→ **RECORD EXCERPTS**:
··········

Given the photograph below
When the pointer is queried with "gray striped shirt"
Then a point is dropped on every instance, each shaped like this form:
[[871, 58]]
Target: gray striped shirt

··········

→ **WHAT TO PRODUCE**:
Update the entries above by changing "dropped" to "placed" and keeping everything else the same.

→ **ANSWER TO THIS EXERCISE**:
Given the photograph below
When the pointer is queried with "gray striped shirt"
Then a point is placed on every instance, each shaped like this form:
[[871, 58]]
Target: gray striped shirt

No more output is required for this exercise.